→ Exercise brief:
Report every line of the data below that contains the word "cloud", copying each line in full.

## Begin

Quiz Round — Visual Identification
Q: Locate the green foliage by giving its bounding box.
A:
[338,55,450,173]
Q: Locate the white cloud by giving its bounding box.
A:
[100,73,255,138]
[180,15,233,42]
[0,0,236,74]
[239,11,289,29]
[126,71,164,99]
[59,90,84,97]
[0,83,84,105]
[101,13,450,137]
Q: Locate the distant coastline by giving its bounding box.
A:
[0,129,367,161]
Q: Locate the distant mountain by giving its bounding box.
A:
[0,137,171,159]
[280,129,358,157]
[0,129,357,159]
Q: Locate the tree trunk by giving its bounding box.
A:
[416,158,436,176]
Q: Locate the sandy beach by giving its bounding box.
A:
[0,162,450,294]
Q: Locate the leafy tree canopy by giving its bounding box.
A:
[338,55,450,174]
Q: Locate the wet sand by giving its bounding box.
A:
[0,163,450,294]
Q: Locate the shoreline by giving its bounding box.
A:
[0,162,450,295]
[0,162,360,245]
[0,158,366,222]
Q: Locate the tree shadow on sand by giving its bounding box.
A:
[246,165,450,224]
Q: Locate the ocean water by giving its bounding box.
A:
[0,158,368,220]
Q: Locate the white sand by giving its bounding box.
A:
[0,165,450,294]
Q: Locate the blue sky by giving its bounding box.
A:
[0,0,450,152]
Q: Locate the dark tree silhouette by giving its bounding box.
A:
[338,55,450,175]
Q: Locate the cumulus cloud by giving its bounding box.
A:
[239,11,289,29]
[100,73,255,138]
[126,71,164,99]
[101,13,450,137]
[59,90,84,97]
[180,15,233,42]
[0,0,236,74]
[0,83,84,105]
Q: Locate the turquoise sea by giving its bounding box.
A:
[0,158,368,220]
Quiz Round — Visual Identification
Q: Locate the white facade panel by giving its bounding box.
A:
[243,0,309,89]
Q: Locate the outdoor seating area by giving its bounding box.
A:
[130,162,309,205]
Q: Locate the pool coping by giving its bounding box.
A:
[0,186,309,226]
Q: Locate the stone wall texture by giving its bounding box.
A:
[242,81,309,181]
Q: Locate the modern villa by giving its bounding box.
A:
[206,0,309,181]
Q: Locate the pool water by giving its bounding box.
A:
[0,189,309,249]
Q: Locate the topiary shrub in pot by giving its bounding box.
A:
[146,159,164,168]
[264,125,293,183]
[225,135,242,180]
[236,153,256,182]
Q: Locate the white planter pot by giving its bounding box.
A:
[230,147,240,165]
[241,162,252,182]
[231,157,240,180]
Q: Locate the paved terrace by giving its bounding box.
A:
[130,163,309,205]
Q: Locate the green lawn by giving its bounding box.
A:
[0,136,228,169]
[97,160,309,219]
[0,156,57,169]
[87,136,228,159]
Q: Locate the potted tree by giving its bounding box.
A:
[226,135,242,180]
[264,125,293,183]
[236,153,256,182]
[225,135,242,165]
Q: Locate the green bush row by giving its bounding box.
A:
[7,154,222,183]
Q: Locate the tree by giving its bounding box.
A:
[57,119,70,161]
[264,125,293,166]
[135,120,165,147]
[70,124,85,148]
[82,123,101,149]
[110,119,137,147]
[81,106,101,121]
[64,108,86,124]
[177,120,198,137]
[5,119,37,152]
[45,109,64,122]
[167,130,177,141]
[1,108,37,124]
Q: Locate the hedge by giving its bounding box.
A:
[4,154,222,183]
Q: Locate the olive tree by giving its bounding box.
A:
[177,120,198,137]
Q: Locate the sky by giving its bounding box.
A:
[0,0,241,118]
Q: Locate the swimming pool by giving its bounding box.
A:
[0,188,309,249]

## End

→ Reply:
Q: Locate the white cloud by giving its bounding box.
Q: Locate the cumulus cloud by giving its bounding box.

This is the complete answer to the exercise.